◆ **EXTRACT**:
========================================================================

Performing and Interpreting Cluster Analysis
For the hierarchial clustering methods, the dendogram is the main
graphical tool for getting insight into a cluster solution. When
you use hclust or agnes to perform a cluster analysis,
you can see the dendogram by passing the result of the clustering to
the plot function.
To illustrate interpretation of the dendogram, we'll look at a cluster
analysis performed on a set of cars from 1978-1979; the data can be found at
http://www.stat.berkeley.edu/~spector/s133/data/cars.tab. Since the data
is a tab-delimited file, we use read.delim:
> cars = read.delim('cars.tab',stringsAsFactors=FALSE)
To get an idea of what information we have, let's look at the first few records;
> head(cars)
Country Car MPG Weight Drive_Ratio Horsepower
1 U.S. Buick Estate Wagon 16.9 4.360 2.73 155
2 U.S. Ford Country Squire Wagon 15.5 4.054 2.26 142
3 U.S. Chevy Malibu Wagon 19.2 3.605 2.56 125
4 U.S. Chrysler LeBaron Wagon 18.5 3.940 2.45 150
5 U.S. Chevette 30.0 2.155 3.70 68
6 Japan Toyota Corona 27.5 2.560 3.05 95
Displacement Cylinders
1 350 8
2 351 8
3 267 8
4 360 8
5 98 4
6 134 4
It looks like the variables are measured on different scales, so we will
likely want to standardize the data before proceeding. The daisy function
in the cluster library will automatically perform standardization, but it
doesn't give you complete control. If you have a particular method of standardization
in mind, you can use the scale function. You pass scale a matrix
or data frame
to be standardized, and two optional vectors. The first, called center,
is a vector of values, one for each column of the matrix or data frame to be
standardized, which will
be subtracted from every entry in that column. The second, called scale, is
similar to center, but is used to divide the values in each column. Thus,
to get z-scores, you could pass scale a vector of means for center, and
a vector of standard deviations for scale. These vectors can be created with
the apply function, that performs the same operation on each row or column of
a matrix. Suppose we want to standardize by subtracting the median and dividing by
the mean average deviation:
> cars.use = cars[,-c(1,2)]
> medians = apply(cars.use,2,median)
> mads = apply(cars.use,2,mad)
> cars.use = scale(cars.use,center=medians,scale=mads)
(The 2 used as the second argument to apply means to apply the function to
the columns of the matrix or data frame; a value of 1 means to use the rows.)
The country of origin and name of the car will not be useful in the
cluster analysis, so they have been removed. Notice that the scale
function doesn't change the order of the rows of the data frame, so it will be easy
to identify observations using the omitted columns from the original data.
First, we'll take a look at a hierarchical method, since it will provide information
about solutions with different numbers of clusters. The first step is calculating
a distance matrix.
For a data set with n observations, the distance matrix will have
n rows and n columns; the (i,j)th element of the
distance matrix will be the difference between observation i and
observation j.
There are two functions that can be used to calculate distance
matrices in R; the dist function, which is included in every version of R,
and the daisy function, which is part of the cluster library.

========================================================================

Items from a point labeling set:
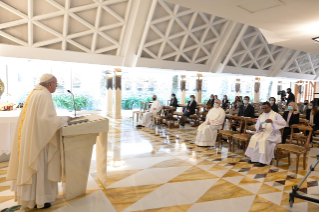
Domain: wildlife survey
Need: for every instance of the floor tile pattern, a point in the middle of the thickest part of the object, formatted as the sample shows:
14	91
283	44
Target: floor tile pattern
162	170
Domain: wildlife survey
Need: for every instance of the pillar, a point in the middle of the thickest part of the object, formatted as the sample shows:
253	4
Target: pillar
117	80
237	87
300	90
199	83
183	89
257	88
109	90
279	88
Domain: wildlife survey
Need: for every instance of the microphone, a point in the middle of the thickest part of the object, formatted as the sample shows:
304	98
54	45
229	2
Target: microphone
73	102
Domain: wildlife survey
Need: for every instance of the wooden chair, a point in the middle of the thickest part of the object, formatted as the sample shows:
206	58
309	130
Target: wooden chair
244	138
291	148
139	112
195	117
235	121
161	118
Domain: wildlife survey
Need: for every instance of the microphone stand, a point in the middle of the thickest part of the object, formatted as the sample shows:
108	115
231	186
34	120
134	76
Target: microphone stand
73	103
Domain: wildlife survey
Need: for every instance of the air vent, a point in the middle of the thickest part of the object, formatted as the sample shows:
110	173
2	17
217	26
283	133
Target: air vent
254	6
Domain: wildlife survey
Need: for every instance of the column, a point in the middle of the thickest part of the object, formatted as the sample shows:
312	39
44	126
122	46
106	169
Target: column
109	88
199	83
300	91
117	80
237	87
183	89
279	88
257	88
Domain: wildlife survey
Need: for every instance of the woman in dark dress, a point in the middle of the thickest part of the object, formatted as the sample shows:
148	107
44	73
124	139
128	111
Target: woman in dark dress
312	116
291	116
272	102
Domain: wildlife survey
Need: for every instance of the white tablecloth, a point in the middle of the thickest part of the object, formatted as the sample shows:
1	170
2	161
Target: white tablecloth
8	122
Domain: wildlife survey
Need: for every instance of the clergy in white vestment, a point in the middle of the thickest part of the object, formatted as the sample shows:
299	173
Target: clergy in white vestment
155	108
207	131
35	165
262	144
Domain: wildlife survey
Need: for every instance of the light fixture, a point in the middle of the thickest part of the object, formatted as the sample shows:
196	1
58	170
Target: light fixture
316	39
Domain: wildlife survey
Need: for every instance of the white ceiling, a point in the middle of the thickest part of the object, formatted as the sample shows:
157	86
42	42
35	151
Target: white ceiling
292	22
152	33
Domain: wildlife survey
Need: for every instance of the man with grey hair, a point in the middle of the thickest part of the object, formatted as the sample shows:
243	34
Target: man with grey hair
156	107
35	166
207	131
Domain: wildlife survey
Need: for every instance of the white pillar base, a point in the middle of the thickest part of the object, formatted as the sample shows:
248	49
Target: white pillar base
118	104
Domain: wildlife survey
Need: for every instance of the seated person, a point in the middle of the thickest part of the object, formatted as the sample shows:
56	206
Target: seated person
156	106
312	116
189	110
225	102
303	108
291	117
174	101
246	110
237	103
207	131
210	102
261	145
273	105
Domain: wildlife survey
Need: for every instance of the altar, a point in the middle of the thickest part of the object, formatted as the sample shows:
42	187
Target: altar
8	122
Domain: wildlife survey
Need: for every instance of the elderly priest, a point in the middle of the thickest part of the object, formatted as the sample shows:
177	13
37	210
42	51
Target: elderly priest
207	131
156	107
35	165
262	144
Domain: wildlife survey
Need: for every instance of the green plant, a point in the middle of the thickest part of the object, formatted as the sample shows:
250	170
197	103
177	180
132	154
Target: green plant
131	102
13	208
66	101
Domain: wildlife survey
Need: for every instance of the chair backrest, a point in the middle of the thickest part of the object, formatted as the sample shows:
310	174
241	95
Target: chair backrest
227	116
142	106
250	125
237	121
305	139
303	121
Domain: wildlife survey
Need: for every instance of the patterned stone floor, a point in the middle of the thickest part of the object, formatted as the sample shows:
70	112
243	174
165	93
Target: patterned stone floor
160	169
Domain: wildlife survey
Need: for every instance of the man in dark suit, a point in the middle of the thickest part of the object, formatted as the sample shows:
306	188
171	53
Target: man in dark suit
174	101
291	96
189	110
291	117
210	102
246	110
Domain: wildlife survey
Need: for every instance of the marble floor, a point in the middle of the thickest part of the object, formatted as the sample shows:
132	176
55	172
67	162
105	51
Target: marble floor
161	169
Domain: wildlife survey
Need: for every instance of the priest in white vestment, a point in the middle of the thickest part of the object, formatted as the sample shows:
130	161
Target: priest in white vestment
262	145
35	165
207	131
147	117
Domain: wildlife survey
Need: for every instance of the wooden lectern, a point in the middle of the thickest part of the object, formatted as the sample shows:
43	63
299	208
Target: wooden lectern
77	142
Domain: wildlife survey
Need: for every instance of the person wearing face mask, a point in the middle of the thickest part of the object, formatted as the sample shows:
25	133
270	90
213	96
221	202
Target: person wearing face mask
225	102
174	102
303	108
210	102
246	110
291	96
272	102
312	116
156	106
262	145
207	131
189	110
237	103
291	116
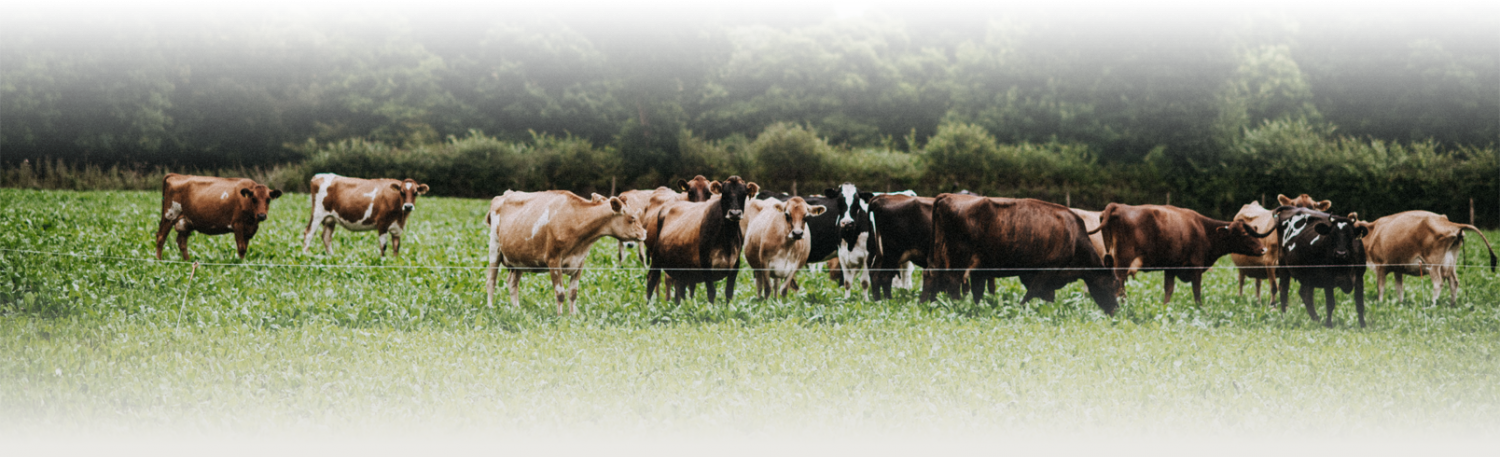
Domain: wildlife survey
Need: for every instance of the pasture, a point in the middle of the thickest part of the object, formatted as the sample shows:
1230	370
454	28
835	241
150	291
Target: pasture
105	337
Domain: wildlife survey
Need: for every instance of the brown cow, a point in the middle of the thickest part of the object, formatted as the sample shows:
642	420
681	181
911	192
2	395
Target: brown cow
1262	267
701	241
212	207
359	206
552	231
777	244
1418	243
1043	243
1178	241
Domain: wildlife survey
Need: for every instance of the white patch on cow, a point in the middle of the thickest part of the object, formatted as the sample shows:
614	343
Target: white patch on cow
536	227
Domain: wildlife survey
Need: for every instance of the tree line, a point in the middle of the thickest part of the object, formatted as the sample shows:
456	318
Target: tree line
1172	87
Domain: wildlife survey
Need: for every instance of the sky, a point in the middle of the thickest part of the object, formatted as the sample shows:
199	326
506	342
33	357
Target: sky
848	9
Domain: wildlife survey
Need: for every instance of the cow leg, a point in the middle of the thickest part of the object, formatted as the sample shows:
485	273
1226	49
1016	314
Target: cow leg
513	283
161	235
1328	307
1307	300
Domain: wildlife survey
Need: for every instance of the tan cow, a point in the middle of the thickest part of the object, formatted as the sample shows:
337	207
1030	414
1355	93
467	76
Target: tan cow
1418	243
359	206
552	231
777	243
1260	267
213	207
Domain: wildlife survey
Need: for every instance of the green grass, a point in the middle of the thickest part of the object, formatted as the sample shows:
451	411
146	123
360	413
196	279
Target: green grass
107	337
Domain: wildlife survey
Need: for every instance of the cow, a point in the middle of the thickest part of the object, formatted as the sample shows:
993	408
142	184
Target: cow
701	241
1418	243
212	207
552	231
854	232
777	243
1043	243
1320	250
1260	267
359	206
1178	241
900	234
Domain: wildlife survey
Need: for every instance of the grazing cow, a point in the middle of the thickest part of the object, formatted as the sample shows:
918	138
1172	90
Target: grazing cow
1043	243
212	207
552	231
360	206
1260	267
1320	250
902	234
701	241
777	244
1178	241
1418	243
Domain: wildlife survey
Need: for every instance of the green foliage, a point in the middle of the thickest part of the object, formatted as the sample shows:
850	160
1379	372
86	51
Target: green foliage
854	80
383	83
1404	71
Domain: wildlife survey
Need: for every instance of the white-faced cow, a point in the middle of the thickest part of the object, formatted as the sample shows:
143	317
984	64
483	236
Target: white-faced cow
1178	241
212	207
1320	250
1043	243
777	243
902	235
1418	243
360	206
552	231
1262	267
701	241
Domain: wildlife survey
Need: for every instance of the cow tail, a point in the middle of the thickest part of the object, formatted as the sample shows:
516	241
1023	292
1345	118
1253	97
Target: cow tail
1461	227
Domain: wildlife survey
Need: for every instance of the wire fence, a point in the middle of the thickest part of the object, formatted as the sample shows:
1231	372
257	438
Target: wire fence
671	270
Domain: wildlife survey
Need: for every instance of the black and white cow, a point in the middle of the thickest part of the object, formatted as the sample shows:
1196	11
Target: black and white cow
1320	250
855	228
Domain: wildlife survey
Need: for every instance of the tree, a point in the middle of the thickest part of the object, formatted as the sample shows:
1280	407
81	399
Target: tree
659	54
383	83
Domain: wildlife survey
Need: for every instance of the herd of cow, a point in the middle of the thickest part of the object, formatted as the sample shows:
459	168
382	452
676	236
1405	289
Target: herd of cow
699	231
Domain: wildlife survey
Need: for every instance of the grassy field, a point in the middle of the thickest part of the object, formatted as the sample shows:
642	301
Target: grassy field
104	337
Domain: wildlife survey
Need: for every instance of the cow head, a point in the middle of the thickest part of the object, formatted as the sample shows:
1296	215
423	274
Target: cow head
257	201
1304	201
1241	238
797	210
696	189
629	221
408	194
732	195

========================================================================

◆ **SET PROBLEM 1**:
Output the passage of the cluster analysis extract starting at "Performing and Interpreting" and ending at "cars = read.delim('cars.tab',stringsAsFactors=FALSE)".
◆ **SET PROBLEM 2**:
In the cluster analysis extract, what does a value of 1 as the second argument to apply mean?
These items have no connection to the cluster analysis extract.

◆ **FINISHED ANSWER 1**:
Performing and Interpreting Cluster Analysis
For the hierarchial clustering methods, the dendogram is the main
graphical tool for getting insight into a cluster solution. When
you use hclust or agnes to perform a cluster analysis,
you can see the dendogram by passing the result of the clustering to
the plot function.
To illustrate interpretation of the dendogram, we'll look at a cluster
analysis performed on a set of cars from 1978-1979; the data can be found at
http://www.stat.berkeley.edu/~spector/s133/data/cars.tab. Since the data
is a tab-delimited file, we use read.delim:
> cars = read.delim('cars.tab',stringsAsFactors=FALSE)

◆ **FINISHED ANSWER 2**:
It means to apply the function to the rows.